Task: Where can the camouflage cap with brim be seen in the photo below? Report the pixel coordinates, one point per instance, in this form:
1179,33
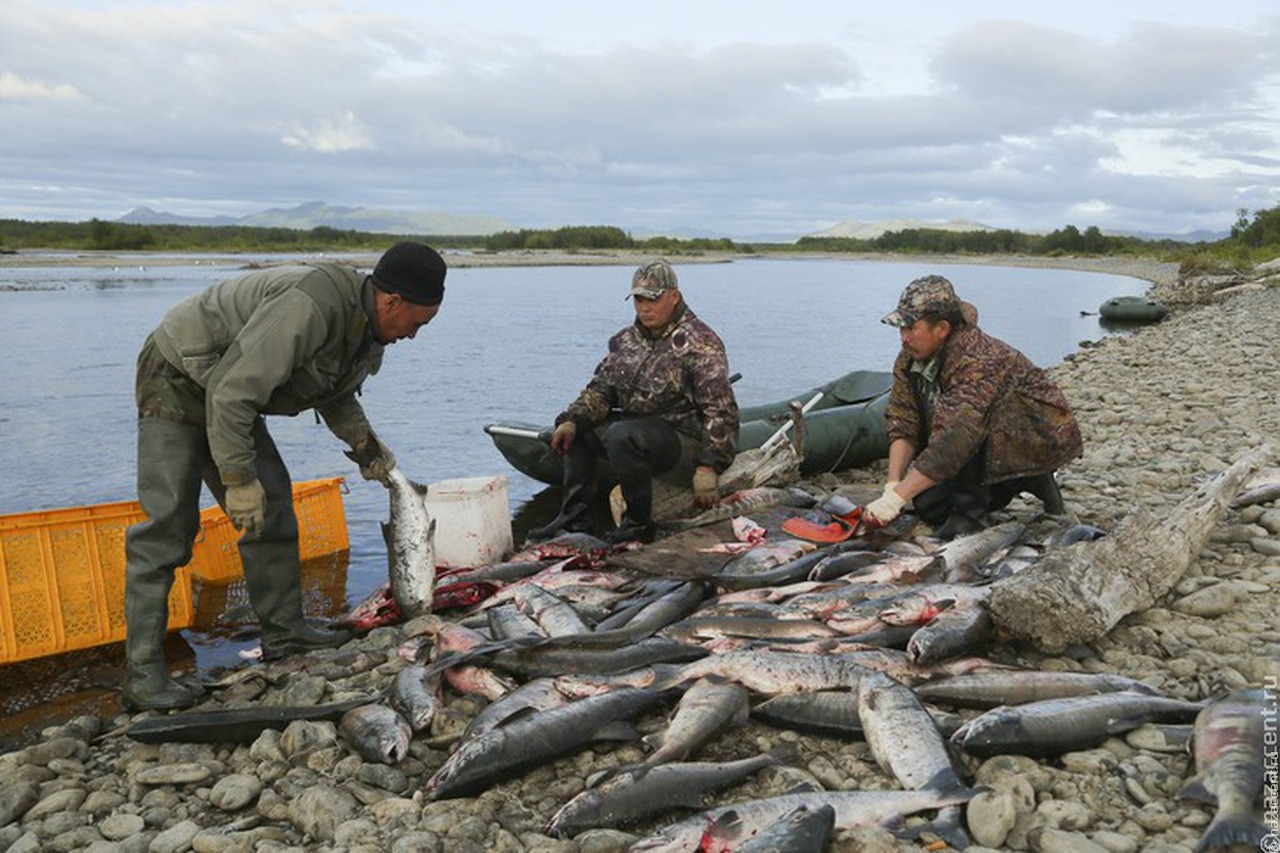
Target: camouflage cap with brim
653,279
927,296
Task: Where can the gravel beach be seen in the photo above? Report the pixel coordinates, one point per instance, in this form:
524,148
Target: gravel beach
1162,409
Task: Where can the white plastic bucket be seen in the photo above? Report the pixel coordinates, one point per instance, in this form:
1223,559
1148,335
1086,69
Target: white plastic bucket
472,520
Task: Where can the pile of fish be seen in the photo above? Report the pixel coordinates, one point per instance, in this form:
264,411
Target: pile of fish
880,637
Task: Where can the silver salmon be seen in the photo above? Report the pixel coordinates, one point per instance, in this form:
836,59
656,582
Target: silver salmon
990,688
726,828
1054,726
638,792
533,740
708,707
801,830
901,734
410,546
416,694
376,733
1228,740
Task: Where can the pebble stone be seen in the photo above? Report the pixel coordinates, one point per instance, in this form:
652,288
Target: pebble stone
1161,410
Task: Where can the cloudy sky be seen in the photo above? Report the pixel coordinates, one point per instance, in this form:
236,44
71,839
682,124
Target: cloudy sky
720,115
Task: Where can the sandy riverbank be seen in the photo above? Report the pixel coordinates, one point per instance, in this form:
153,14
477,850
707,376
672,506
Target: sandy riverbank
1148,269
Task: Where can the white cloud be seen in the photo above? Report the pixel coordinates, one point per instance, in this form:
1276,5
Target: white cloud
732,119
329,136
14,87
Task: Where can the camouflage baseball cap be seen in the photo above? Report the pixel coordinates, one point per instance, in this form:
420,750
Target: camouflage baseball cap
652,279
928,296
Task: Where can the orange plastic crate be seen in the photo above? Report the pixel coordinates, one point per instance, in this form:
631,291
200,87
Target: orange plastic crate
62,571
321,529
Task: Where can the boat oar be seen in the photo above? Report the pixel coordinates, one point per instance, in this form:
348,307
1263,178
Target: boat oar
516,432
776,438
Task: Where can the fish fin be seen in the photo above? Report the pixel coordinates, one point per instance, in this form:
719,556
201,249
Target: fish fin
786,753
600,776
1120,725
804,788
946,825
725,828
617,730
1233,829
1196,790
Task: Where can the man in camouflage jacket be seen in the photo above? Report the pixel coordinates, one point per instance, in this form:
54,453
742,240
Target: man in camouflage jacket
659,404
273,342
970,420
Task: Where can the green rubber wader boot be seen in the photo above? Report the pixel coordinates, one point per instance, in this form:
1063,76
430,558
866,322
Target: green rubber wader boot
273,571
169,477
273,575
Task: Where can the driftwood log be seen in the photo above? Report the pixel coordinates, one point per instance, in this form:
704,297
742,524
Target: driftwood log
1078,593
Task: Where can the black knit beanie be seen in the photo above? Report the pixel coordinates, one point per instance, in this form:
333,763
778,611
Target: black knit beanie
414,270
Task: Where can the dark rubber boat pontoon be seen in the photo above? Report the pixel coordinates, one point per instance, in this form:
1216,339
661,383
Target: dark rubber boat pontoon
845,428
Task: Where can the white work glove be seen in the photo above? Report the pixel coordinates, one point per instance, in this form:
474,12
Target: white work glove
375,459
562,438
705,487
886,507
246,506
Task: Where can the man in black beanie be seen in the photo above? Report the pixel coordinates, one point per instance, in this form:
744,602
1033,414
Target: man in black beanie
277,341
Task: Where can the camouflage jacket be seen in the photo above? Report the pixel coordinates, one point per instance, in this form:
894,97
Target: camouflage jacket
274,342
988,392
679,374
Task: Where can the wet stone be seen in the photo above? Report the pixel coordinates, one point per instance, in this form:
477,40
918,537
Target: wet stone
234,792
1115,842
318,811
1089,761
1065,813
173,775
1054,840
991,815
63,801
174,839
16,799
115,828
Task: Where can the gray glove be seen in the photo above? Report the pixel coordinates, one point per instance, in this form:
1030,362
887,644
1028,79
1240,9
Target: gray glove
246,506
375,459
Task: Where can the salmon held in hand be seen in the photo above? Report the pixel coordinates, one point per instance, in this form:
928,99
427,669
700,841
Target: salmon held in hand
410,546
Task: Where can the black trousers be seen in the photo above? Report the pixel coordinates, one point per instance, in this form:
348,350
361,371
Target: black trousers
965,493
635,450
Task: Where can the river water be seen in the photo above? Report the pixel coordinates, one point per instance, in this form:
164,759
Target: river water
511,343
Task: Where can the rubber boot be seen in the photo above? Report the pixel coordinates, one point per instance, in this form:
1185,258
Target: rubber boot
273,571
574,515
170,457
275,593
636,523
575,512
968,511
147,685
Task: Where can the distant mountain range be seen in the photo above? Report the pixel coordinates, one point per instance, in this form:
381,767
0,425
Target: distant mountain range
872,229
316,214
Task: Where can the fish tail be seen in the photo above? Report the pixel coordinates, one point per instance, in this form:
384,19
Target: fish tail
1232,829
947,826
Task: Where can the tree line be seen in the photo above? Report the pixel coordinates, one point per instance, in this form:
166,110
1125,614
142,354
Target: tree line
1252,237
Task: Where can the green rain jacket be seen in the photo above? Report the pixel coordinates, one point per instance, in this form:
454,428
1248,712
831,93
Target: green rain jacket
274,342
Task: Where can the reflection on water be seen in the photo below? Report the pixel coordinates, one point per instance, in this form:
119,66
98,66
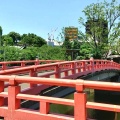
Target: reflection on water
98,96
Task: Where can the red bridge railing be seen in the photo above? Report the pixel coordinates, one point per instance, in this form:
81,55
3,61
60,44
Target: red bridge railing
13,110
17,64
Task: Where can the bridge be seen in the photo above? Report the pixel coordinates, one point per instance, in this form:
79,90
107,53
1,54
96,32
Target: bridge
24,80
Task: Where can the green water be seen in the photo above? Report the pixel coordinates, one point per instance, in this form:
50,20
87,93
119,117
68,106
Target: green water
91,113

-*-

• **DO THIS**
Reproduce all entries without any change, and omit the pictures.

• **COMPLETED EXERCISE**
Task: Where can the camouflage cap with brim be seen in the photo below? Report the pixel coordinates, one point per instance, in this form:
1179,33
Target: camouflage cap with brim
653,279
927,296
Task: Where can the gravel beach be seen in the photo above? Report the pixel coordinates, one point per instance, in this form:
524,148
Target: gravel beach
1162,409
Task: Where can the white plastic bucket be seen in the photo above? Report the pixel coordinates, one point per instance, in this form:
1223,559
1148,335
1086,69
Target: white plastic bucket
472,520
Task: Where can the pile of fish be seen in the photo above? Report the pixel coordinates, one point per instance, in this form:
264,411
Target: pile of fish
880,637
Task: Where can the silver salmon be seen in the photo above? Report the pixel coordinates, one point per instance, in this form:
836,59
656,582
Target: silver salmon
990,688
726,828
1054,726
638,792
533,740
708,707
801,830
901,734
410,546
416,694
376,733
1228,740
Task: Where can the pebble stone be seen in the photo above? Report the pixel coordinates, one point per instance, in this form:
652,288
Target: pebble stone
1161,410
Task: Where can the cloudy sky be seen in the photo above? Report the pixel coordinates, one point per instance, in this form:
236,44
71,839
682,124
Target: cloudy sky
720,115
Task: Where can the sandy riverbank be seen in the photo above? Report the pixel coordinates, one point per instance, in this form:
153,14
477,850
707,376
672,506
Target: sandy riverbank
1148,269
Task: Where can the white cloud be seen in the photo above? Report the pixel coordinates, one point per instance, in this form:
1276,5
Target: white cloud
732,119
329,136
14,87
Task: Where can the camouflage baseball cap be seen in the photo above? Report the pixel coordinates, one point per instance, in this form:
420,750
Target: camouflage baseball cap
652,279
928,296
Task: Where can the orange plastic crate be seen in the photo above? Report the pixel coordinates, one point per instance, in this form:
631,291
200,87
Target: orange plastic crate
62,571
321,529
Task: Where can the boat oar be seen in the photo above? Report the pixel coordinates, one point per instance, in this form:
348,307
1263,178
Target: boat oar
516,432
776,438
Task: Where can the fish fin be seen in the photo above? Report the pixel coordinates, one point per instance, in this form:
719,556
201,249
Target: fish fin
786,753
600,776
1120,725
804,788
946,825
725,828
617,730
1233,829
1196,790
Task: Where can the man in camouflage jacket be seen in the photo above? Report the pixel coordinates, one point per instance, in this form:
54,453
742,240
Target: man in camouflage jacket
659,404
273,342
970,420
Task: Where can the green rubber wader boot be seen in the photo above? Report the pixel coordinates, one point per instance, in this form:
1063,76
430,558
866,322
Target: green rubber wader boot
273,571
169,477
273,575
Task: Where can the driftwood log be seen in the photo above? Report the pixel coordinates, one point per instance, in this form:
704,297
742,524
Target: driftwood log
1078,593
Task: Where can the black knit beanie be seen in the photo above? Report the pixel coordinates, one point per instance, in this form:
333,763
778,611
Target: black knit beanie
414,270
Task: Where can the dark rubber boat pontoon be seen in the photo above? Report the pixel coordinates, one point per instance, in this form:
1216,339
661,383
Target: dark rubber boat pontoon
845,428
Task: Where can the white work glove be seen in the photo above? Report the pixel coordinates, one point per instance, in this form:
474,12
Target: white work glove
375,459
562,438
705,487
886,507
246,506
Task: Where can the man in black beanie be seen in the photo above? Report the pixel coordinates, one point per instance, in this form:
744,602
1033,414
Target: man in black beanie
277,341
Task: Where can the camouflage jacket be seen in the photo above? Report the pixel coordinates, one point per instance, in this form:
894,97
Target: camouflage jacket
274,342
988,392
679,374
Task: Where can the wet stone be seen in the photo above? Report the pixel coordinates, one point per instance, in this form:
477,40
918,537
Target: wet stone
234,792
1115,842
318,811
1089,761
1065,813
173,775
1054,840
991,815
63,801
174,839
16,799
115,828
Task: Where can the gray glove be seen in the photo above? Report the pixel coordinates, one point per instance, in this form:
1030,362
887,644
1028,79
1240,9
Target: gray glove
246,506
375,459
Task: Where can the salmon held in hand be seen in the photo above? Report the pixel coordinates, one point per instance, in this form:
928,99
427,669
700,841
Target: salmon held in hand
410,546
Task: Where can the black trousers be seen in the photo above? Report the pixel coordinates, one point per instance, in this form:
348,350
361,371
Target: black trousers
965,493
635,450
Task: Where can the river water be seen in the photo above? Report the pixel coordinates, one point per instance, in this form:
164,759
Target: river water
511,343
Task: Where can the rubber boot be seen in the photo above? Report the pixel coordinates, one point per instance, in this form:
1185,258
Target: rubber boot
273,571
574,515
170,457
275,593
636,523
575,512
968,511
147,685
Task: Where can the distant mountain range be seen in the photo above? Report the pixel coordinates, one point per instance, in this form:
381,767
0,425
Target: distant mountain range
872,229
316,214
Task: Where can the fish tail be seen in the photo above? Report the pixel coordinates, one point per instance, in this form:
384,19
Target: fish tail
1232,829
947,826
Task: Where can the tree line be seen in the photo above? Report the pixel coordinates, one point per instance, in this form:
166,110
1125,614
142,354
Target: tree line
1252,237
Task: Where can the green rain jacket be seen in the photo above? Report the pixel coordinates, one point per instance, in this form:
454,428
1248,712
831,93
Target: green rain jacket
274,342
Task: Where can the reflection on water be seen in the photo below? Report the pixel coordinates, one point per instance, in this form:
119,66
98,66
Target: reflection on water
98,96
Task: Where can the red bridge railing be seen in the photo above? Report the pixel coordinates, one point per instance, in this form:
81,55
3,61
60,44
Target: red bridge railing
13,110
17,64
Task: Where can the bridge be seen in the photo above? Report the pixel coordinates, one point per instance, in this form:
79,90
107,53
1,54
96,32
Target: bridge
24,80
Task: Where can the green water be seen in the photo above? Report the pixel coordinates, one point per instance, in this form:
50,20
87,93
119,117
68,106
Target: green water
91,113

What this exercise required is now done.